* DATASET ROWS *
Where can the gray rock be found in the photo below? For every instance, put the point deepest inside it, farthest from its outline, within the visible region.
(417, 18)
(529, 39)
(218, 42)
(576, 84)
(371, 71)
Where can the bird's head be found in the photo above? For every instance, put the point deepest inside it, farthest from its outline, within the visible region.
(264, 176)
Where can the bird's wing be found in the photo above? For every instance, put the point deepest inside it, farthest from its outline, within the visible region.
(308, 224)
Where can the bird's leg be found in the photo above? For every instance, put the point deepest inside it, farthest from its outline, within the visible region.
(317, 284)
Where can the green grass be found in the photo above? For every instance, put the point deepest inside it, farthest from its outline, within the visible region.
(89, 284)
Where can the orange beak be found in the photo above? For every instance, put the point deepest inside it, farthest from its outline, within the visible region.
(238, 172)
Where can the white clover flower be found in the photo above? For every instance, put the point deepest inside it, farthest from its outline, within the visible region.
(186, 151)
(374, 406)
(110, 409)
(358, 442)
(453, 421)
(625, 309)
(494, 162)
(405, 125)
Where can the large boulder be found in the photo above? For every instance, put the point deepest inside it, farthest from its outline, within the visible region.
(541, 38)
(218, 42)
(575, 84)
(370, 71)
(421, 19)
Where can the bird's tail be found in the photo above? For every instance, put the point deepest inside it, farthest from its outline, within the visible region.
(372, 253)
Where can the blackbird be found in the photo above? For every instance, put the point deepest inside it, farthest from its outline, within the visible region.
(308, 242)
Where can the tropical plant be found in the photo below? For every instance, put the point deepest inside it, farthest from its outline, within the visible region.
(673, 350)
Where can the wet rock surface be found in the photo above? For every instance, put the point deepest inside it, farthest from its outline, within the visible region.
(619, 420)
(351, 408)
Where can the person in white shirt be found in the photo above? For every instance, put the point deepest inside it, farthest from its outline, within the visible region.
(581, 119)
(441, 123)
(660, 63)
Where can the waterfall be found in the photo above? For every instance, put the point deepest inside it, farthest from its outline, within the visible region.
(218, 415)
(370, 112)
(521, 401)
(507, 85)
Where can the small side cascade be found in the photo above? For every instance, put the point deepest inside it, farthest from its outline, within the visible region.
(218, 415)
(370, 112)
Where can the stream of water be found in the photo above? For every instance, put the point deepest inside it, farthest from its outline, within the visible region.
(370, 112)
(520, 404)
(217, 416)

* EXERCISE *
Swap "instance" for "occurrence" everywhere it appears in the data above, and reproduce all the lines with nothing else changed.

* SOLUTION TO THIS TASK *
Where can the gray rock be found in the photo below? For every occurrence, put the point deepest inside it, farthest from its outline, within the visible region.
(417, 18)
(529, 39)
(218, 42)
(576, 84)
(371, 71)
Where can the bird's head be found in the photo above? For every occurrence, put the point deepest inside it, farthest from its outline, within the visible region.
(264, 176)
Where can the bird's wing be found in the photo above? For every occurrence, put the point deepest inside it, farthest from its outline, within the visible region.
(308, 224)
Where can the bird's leg be found in the photo above? For every occurrence, put the point deepest inside it, farthest from its outline, within the visible region.
(317, 284)
Where can the green grass be found in the photo above? For every occurrence, put the point deepest inside it, farthest from its outline, within the visible region.
(89, 284)
Where can the orange beak be found in the photo above? For every occurrence, put the point deepest inside it, farthest from its outline, within the visible region.
(238, 172)
Where can the white clover flower be found in the photo above? For every occurrence, put the point deepest inside it, farthest from its outline, within the visible region.
(186, 151)
(374, 406)
(110, 409)
(358, 442)
(453, 421)
(625, 309)
(494, 162)
(405, 125)
Where can the large boulder be found in the photo above? For every occurrence, put the point deepest inside it, farthest from its outline, within the visible region.
(541, 38)
(218, 42)
(575, 84)
(370, 71)
(421, 19)
Where can the bird's tail be found in the photo above? For every occurrence, put the point deepest inside it, farthest from its outline, within the visible region.
(372, 253)
Where can the blackbird be found in the photo above? For every occurrence, put the point deepest inside it, farthest from its outline, within the visible region.
(308, 242)
Where can the tropical plant be found in the photo below? For every occurrence, put the point deepest inside it, farthest from its outline, within the visible region.
(673, 350)
Where can the wet rock surface be found in the photo above? For every occurrence, put the point deepest inside it, farthest from its outline, within the visible region.
(619, 420)
(351, 408)
Where can the person in white shirt be found in the photo above? For every occurrence, put the point deepest inside it, farthest from its outline, within the visible region.
(581, 119)
(441, 123)
(660, 63)
Where can the waterfall be found in the photo above? For every occurrence, put the point deepest inside it, farthest from its outline, within the visible region.
(218, 415)
(370, 112)
(521, 401)
(507, 85)
Where can the small side cascade be found in the photo above? For every occurrence, put the point deepest inside it, farthest from its outline, within the visible region.
(218, 415)
(370, 112)
Where can the stream of water be found in the photo above? For every occurrence, put the point deepest inside it, farthest from its outline, within the visible region.
(370, 112)
(520, 404)
(217, 416)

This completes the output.